• **About this task**: Please reproduce the column about the stroke below in full, word for word.

• **Document text**:
This is a column that I wrote in 2009 when I was the editor of the Amity Observer newspaper.
To recap, 10 years ago I had a series of transient ischemic attacks (TIA) or mini-strokes leading up to actual strokes which have left me with some lasting complications — most noticeable are the seizures.
This is the second in a series of three columns that I’m publishing 10 years after the original run date.
Originally published on Wednesday, Sept. 30, 2009
It’s been exactly six weeks since my doctor called to tell me that I had a stroke.
The hours and days before and after a blood clot traveled up my carotid artery and split off into two different sections of my brain had quite an impact on my life and who I am today.
I am extremely fortunate that I didn’t lose any motor skills and the residual effects of the stroke are minimal and to some, unnoticeable.
The hardest thing for me was not being able to do my job for the past six weeks.
After 42 years of non-stop working, I don’t know how to sit around and not work. I had the biggest newspaper route in the Milford Citizen newspaper company when I was 10 and kept it throughout my high school years, delivering my papers every day by either walking or riding my bicycle.
I then went right into the working world taking a full-time job at a factory when I was 18. But I realize that for my health I can’t go back to the frantic 24/7 pace I’ve had for the past 10 years.
Even in the hospital, I had my laptop computer, studied my Magnetic Resonance Imaging (MRI) slides with my neurologist, kept up with family and friends on Facebook and, yes, even wrote a column about my stroke experience before I left.

(Extracted data entries)
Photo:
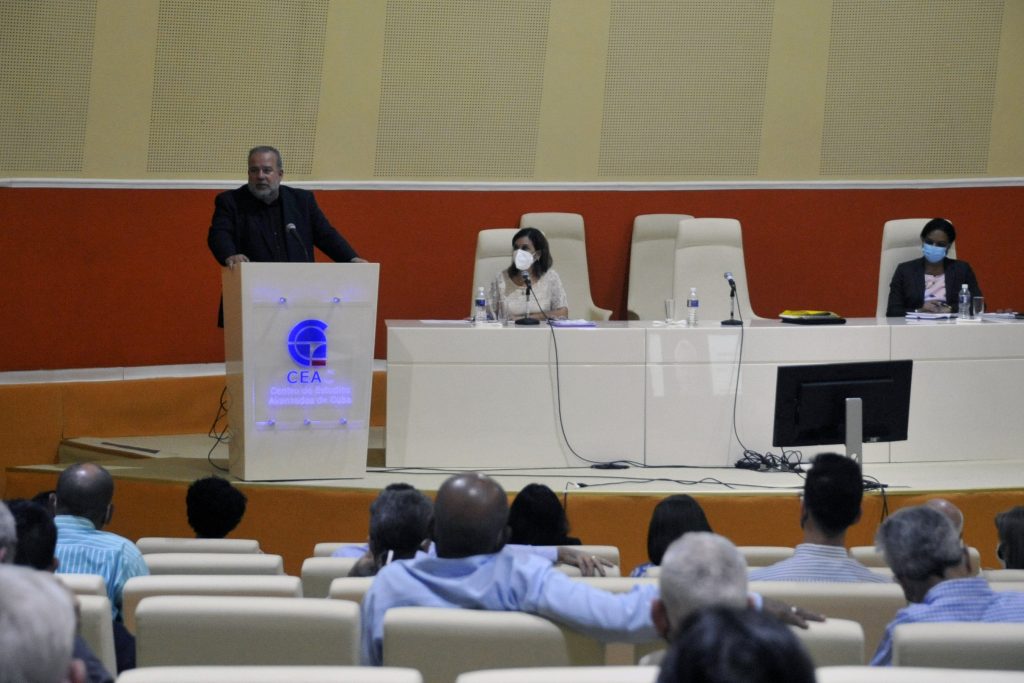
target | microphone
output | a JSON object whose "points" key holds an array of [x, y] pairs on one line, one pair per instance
{"points": [[291, 229]]}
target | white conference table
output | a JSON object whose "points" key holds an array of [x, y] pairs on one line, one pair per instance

• **Answer section**:
This is a column that I wrote in 2009 when I was the editor of the Amity Observer newspaper.
To recap, 10 years ago I had a series of transient ischemic attacks (TIA) or mini-strokes leading up to actual strokes which have left me with some lasting complications — most noticeable are the seizures.
This is the second in a series of three columns that I’m publishing 10 years after the original run date.
Originally published on Wednesday, Sept. 30, 2009
It’s been exactly six weeks since my doctor called to tell me that I had a stroke.
The hours and days before and after a blood clot traveled up my carotid artery and split off into two different sections of my brain had quite an impact on my life and who I am today.
I am extremely fortunate that I didn’t lose any motor skills and the residual effects of the stroke are minimal and to some, unnoticeable.
The hardest thing for me was not being able to do my job for the past six weeks.
After 42 years of non-stop working, I don’t know how to sit around and not work. I had the biggest newspaper route in the Milford Citizen newspaper company when I was 10 and kept it throughout my high school years, delivering my papers every day by either walking or riding my bicycle.
I then went right into the working world taking a full-time job at a factory when I was 18. But I realize that for my health I can’t go back to the frantic 24/7 pace I’ve had for the past 10 years.
Even in the hospital, I had my laptop computer, studied my Magnetic Resonance Imaging (MRI) slides with my neurologist, kept up with family and friends on Facebook and, yes, even wrote a column about my stroke experience before I left.